Set task 1: Return the Week 10 post on NLP and Kaggle in full, word for word.

Week 10: Diving into NLP while fighting through Kaggle

February 4, 2024

Week In Review

And... it's week 10! Phew, what a rollercoaster. It feels great to already be near a stage where we're starting beefier projects and learning state of the art models.

It's exactly this stage that I was looking forward to when beginning my journey. Although I'm far from where I want to be, I still feel as though I have the wings to soar the land of research, and be able to appreciate the breathtaking work being done.

Especially NLP, there's just something about this subject that truly gets me excited! Without further ado, check out this week's progress.

TLDR:

  • ISLR Chapter 6, and reviewed 4, 5, and 6
  • Completed the titanic kaggle competition
  • NLP lectures 2-6
  • Began VNDB xDeepFM project

Progress Timeline

January 29, 2024

  • 10 pages of ISLR on PCA, PCR, and PLS
  • Started on the titanic competition and performed some basic EDA and used XGBoost to create a baseline model on minimally processed data. Throughout the week, I'd like to iteratively improve on this baseline model to achieve > 0.8 accuracy.

January 30, 2024

  • 10 pages, finishing chapter 6
  • Read through a few top notebooks of titanic and gathered ideas on how to improve my model. Definitely realized the importance of hyperparameter tuning!

(Point placement listing)
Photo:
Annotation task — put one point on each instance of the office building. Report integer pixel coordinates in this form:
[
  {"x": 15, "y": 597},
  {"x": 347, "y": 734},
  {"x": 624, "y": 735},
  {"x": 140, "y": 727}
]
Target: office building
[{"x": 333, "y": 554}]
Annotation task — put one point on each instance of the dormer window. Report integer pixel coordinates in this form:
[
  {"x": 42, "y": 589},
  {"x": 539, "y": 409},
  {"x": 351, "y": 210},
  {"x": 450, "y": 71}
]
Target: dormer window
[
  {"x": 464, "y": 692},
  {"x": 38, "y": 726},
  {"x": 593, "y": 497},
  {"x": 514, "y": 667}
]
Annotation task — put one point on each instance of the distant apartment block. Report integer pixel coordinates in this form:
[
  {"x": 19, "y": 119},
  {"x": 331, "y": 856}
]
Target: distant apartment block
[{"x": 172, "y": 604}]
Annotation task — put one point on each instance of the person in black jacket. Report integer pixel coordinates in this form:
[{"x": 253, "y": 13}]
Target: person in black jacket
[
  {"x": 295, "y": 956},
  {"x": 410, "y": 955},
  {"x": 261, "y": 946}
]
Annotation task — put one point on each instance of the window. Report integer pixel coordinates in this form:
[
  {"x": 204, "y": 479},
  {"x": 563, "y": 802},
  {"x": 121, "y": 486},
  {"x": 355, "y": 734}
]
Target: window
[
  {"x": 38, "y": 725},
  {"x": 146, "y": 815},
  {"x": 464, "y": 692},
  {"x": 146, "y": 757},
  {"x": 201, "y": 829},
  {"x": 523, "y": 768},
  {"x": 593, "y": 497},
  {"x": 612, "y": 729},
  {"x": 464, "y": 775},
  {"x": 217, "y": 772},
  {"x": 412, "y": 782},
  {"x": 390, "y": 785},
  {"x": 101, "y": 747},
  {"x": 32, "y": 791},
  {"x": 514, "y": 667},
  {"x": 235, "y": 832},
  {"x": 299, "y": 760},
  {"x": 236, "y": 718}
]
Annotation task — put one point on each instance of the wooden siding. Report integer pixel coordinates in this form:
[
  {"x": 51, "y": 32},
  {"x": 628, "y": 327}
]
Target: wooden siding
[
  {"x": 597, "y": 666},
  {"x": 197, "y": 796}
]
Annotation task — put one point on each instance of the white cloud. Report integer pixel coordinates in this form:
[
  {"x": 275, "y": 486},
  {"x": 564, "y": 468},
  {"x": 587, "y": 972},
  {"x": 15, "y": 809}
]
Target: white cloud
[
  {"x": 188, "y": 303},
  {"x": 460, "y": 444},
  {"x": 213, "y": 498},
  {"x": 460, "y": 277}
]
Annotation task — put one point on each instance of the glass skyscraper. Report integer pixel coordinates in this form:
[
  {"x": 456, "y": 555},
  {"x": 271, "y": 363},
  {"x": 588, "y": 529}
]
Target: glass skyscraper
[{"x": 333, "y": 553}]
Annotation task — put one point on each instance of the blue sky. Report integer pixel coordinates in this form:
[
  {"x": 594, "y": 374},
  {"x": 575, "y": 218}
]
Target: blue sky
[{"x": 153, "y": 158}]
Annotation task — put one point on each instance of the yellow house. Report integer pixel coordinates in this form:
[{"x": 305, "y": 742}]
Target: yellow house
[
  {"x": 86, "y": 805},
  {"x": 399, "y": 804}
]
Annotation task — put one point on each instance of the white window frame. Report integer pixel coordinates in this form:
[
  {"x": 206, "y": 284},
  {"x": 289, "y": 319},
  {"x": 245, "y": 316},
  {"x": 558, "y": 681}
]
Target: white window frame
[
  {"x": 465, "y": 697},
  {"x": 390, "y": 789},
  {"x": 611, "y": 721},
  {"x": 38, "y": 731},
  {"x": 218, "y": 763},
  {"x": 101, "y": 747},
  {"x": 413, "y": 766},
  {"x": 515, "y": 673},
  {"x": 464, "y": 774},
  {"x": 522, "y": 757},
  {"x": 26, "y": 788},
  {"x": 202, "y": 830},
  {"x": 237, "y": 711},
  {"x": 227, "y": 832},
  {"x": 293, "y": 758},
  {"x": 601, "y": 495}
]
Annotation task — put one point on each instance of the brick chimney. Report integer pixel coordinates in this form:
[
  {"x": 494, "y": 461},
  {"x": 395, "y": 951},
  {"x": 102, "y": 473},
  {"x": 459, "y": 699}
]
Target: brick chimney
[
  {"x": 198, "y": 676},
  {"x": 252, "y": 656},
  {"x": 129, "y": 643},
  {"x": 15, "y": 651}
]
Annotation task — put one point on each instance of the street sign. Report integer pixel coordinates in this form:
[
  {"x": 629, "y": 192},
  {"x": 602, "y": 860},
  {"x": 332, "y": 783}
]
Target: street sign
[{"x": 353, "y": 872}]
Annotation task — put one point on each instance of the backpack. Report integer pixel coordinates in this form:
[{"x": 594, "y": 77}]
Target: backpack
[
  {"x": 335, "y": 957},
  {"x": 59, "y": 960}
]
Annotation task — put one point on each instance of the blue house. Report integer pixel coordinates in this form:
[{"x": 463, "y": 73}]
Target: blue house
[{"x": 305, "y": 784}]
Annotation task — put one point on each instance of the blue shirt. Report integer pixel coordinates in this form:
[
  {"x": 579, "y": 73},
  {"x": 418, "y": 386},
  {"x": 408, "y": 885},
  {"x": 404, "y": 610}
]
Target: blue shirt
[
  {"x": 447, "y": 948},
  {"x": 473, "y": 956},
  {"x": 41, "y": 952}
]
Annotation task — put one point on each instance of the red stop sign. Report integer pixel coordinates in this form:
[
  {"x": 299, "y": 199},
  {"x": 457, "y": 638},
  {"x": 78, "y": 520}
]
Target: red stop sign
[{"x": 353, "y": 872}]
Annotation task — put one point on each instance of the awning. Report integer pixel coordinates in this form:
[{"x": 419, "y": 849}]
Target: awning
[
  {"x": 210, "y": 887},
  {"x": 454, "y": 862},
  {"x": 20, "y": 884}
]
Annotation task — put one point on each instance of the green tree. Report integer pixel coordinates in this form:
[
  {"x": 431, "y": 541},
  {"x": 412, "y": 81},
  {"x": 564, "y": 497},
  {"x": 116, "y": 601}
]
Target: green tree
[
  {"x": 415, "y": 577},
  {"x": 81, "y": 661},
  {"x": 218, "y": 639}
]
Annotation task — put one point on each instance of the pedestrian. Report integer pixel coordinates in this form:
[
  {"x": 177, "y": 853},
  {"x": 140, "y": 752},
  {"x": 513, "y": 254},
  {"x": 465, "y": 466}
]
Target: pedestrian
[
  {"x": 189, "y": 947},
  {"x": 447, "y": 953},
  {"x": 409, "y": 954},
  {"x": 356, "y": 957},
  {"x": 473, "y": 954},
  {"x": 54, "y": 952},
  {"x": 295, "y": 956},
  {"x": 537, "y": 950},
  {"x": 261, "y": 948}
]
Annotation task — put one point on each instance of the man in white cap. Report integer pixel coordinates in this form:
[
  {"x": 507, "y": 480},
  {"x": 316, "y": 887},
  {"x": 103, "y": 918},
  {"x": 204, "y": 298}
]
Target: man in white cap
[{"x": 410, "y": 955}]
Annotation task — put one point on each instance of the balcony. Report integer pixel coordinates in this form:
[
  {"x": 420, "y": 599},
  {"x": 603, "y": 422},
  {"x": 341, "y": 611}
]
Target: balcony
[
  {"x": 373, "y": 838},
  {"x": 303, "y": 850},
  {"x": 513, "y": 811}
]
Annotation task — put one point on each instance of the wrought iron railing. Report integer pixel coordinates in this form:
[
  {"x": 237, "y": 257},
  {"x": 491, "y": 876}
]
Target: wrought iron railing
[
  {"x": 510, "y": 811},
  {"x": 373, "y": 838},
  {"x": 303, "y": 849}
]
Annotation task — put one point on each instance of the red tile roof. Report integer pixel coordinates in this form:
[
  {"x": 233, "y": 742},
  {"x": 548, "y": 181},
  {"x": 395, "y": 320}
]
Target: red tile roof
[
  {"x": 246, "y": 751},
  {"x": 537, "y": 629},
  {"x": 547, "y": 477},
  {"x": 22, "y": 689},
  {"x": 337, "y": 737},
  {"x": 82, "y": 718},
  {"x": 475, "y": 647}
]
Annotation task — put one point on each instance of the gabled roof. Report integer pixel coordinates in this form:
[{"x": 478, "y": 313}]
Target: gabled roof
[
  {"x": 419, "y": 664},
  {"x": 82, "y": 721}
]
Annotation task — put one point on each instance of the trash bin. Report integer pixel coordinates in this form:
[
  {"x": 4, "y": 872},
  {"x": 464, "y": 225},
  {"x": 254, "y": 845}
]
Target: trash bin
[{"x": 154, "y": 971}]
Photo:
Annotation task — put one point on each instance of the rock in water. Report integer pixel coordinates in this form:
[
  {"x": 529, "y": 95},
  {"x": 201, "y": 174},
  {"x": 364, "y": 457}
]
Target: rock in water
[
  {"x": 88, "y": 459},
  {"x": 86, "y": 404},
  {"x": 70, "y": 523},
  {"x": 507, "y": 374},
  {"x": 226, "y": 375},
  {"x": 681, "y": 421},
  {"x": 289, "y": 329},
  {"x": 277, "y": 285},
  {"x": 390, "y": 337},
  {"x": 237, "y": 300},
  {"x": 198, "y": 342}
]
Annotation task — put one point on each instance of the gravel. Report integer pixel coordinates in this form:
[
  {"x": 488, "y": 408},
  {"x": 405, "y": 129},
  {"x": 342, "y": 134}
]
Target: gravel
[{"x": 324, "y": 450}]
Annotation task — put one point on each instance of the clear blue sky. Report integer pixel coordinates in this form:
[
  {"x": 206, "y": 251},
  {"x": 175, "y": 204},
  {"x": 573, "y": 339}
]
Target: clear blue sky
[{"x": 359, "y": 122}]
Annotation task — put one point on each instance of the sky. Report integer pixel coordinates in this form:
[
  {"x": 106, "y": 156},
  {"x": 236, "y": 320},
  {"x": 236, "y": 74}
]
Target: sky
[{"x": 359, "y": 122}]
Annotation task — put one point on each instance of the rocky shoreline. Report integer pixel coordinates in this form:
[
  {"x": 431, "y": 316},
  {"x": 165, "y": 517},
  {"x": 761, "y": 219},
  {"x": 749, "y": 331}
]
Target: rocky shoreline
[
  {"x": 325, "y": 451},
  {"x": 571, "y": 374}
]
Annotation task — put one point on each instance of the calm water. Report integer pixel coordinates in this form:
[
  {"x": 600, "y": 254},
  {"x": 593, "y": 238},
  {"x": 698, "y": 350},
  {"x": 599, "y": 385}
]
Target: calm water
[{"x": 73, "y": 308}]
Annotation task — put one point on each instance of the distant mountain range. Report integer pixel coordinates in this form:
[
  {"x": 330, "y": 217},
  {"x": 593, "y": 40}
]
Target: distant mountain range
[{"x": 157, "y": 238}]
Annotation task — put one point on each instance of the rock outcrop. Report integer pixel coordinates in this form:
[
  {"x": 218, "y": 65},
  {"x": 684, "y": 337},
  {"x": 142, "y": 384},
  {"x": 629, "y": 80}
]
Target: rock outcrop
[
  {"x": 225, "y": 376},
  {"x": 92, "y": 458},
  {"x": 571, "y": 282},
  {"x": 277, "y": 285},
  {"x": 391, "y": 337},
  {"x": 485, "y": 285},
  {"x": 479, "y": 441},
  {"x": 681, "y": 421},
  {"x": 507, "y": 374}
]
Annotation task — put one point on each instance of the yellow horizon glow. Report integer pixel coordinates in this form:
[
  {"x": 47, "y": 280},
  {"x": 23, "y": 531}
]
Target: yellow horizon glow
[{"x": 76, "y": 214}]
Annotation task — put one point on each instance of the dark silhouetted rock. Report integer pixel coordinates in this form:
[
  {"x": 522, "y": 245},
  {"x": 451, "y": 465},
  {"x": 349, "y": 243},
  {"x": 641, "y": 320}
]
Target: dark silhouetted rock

Set task 2: Report each line of the listing that contains the string "apartment". Case matters.

Written reply 1:
Week 10: Diving into NLP while fighting through Kaggle

February 4, 2024

Week In Review

And... it's week 10! Phew, what a rollercoaster. It feels great to already be near a stage where we're starting beefier projects and learning state of the art models.

It's exactly this stage that I was looking forward to when beginning my journey. Although I'm far from where I want to be, I still feel as though I have the wings to soar the land of research, and be able to appreciate the breathtaking work being done.

Especially NLP, there's just something about this subject that truly gets me excited! Without further ado, check out this week's progress.

TLDR:

  • ISLR Chapter 6, and reviewed 4, 5, and 6
  • Completed the titanic kaggle competition
  • NLP lectures 2-6
  • Began VNDB xDeepFM project

Progress Timeline

January 29, 2024

  • 10 pages of ISLR on PCA, PCR, and PLS
  • Started on the titanic competition and performed some basic EDA and used XGBoost to create a baseline model on minimally processed data. Throughout the week, I'd like to iteratively improve on this baseline model to achieve > 0.8 accuracy.

January 30, 2024

  • 10 pages, finishing chapter 6
  • Read through a few top notebooks of titanic and gathered ideas on how to improve my model. Definitely realized the importance of hyperparameter tuning!

Written reply 2:
Annotation task — put one point on each instance of the distant apartment block. Report integer pixel coordinates in this form:
Target: distant apartment block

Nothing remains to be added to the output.